Region labeling records
──────
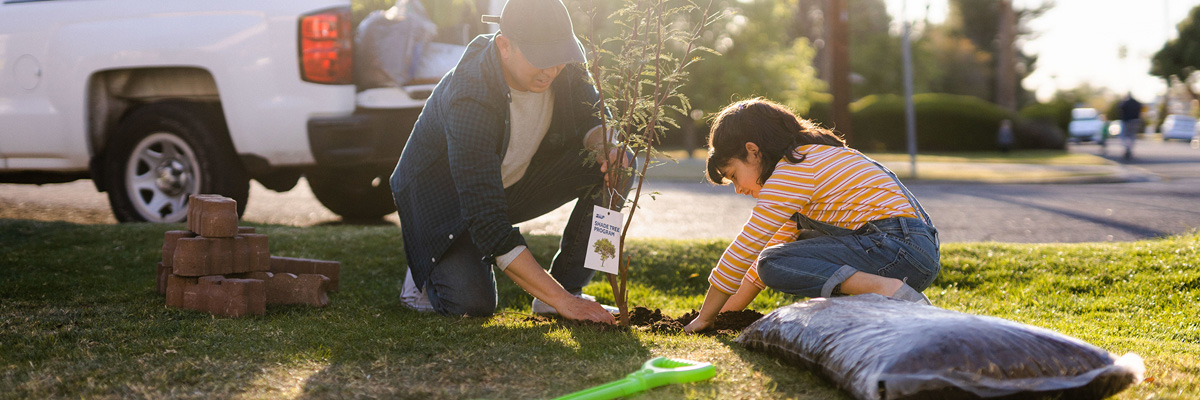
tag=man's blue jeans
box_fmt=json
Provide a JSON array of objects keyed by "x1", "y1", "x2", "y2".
[{"x1": 425, "y1": 146, "x2": 636, "y2": 316}]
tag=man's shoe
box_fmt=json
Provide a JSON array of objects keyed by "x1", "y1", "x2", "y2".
[
  {"x1": 529, "y1": 293, "x2": 620, "y2": 315},
  {"x1": 400, "y1": 270, "x2": 433, "y2": 312}
]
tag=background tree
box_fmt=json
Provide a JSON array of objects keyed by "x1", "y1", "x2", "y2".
[
  {"x1": 1150, "y1": 6, "x2": 1200, "y2": 98},
  {"x1": 936, "y1": 0, "x2": 1054, "y2": 105},
  {"x1": 683, "y1": 0, "x2": 827, "y2": 113}
]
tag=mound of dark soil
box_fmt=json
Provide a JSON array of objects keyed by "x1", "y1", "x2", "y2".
[{"x1": 629, "y1": 308, "x2": 762, "y2": 334}]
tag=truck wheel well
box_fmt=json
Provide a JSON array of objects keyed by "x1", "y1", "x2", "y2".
[{"x1": 86, "y1": 67, "x2": 228, "y2": 189}]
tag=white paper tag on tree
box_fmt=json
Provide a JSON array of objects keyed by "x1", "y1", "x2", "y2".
[{"x1": 583, "y1": 205, "x2": 625, "y2": 275}]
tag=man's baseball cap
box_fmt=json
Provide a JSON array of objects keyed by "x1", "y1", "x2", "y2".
[{"x1": 481, "y1": 0, "x2": 587, "y2": 68}]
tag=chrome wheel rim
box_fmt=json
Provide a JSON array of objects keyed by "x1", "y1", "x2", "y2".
[{"x1": 125, "y1": 132, "x2": 200, "y2": 222}]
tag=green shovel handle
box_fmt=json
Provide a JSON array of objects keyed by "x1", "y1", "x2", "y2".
[
  {"x1": 556, "y1": 357, "x2": 716, "y2": 400},
  {"x1": 554, "y1": 378, "x2": 647, "y2": 400}
]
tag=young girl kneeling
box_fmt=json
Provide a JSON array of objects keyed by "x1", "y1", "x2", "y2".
[{"x1": 684, "y1": 98, "x2": 941, "y2": 332}]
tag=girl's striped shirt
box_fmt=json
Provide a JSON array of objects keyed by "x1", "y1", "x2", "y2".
[{"x1": 708, "y1": 144, "x2": 918, "y2": 294}]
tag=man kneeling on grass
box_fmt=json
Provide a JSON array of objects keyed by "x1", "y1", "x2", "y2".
[{"x1": 390, "y1": 0, "x2": 629, "y2": 323}]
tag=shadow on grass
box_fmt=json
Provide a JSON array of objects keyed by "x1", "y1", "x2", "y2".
[
  {"x1": 719, "y1": 335, "x2": 852, "y2": 399},
  {"x1": 301, "y1": 310, "x2": 650, "y2": 399}
]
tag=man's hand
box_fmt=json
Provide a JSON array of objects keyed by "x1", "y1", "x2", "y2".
[
  {"x1": 504, "y1": 249, "x2": 617, "y2": 323},
  {"x1": 600, "y1": 145, "x2": 632, "y2": 187},
  {"x1": 683, "y1": 316, "x2": 713, "y2": 333},
  {"x1": 553, "y1": 295, "x2": 617, "y2": 324}
]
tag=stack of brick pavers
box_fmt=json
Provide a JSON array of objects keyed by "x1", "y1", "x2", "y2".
[{"x1": 158, "y1": 195, "x2": 342, "y2": 317}]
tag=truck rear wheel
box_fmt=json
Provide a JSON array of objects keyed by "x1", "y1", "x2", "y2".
[
  {"x1": 104, "y1": 101, "x2": 250, "y2": 222},
  {"x1": 305, "y1": 168, "x2": 396, "y2": 220}
]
──────
** PROBLEM TO WORK ON **
Count the lines in the material above that contain the string "girl", matching case exactly. Reply with the number only.

** SOLVED EXERCISE **
2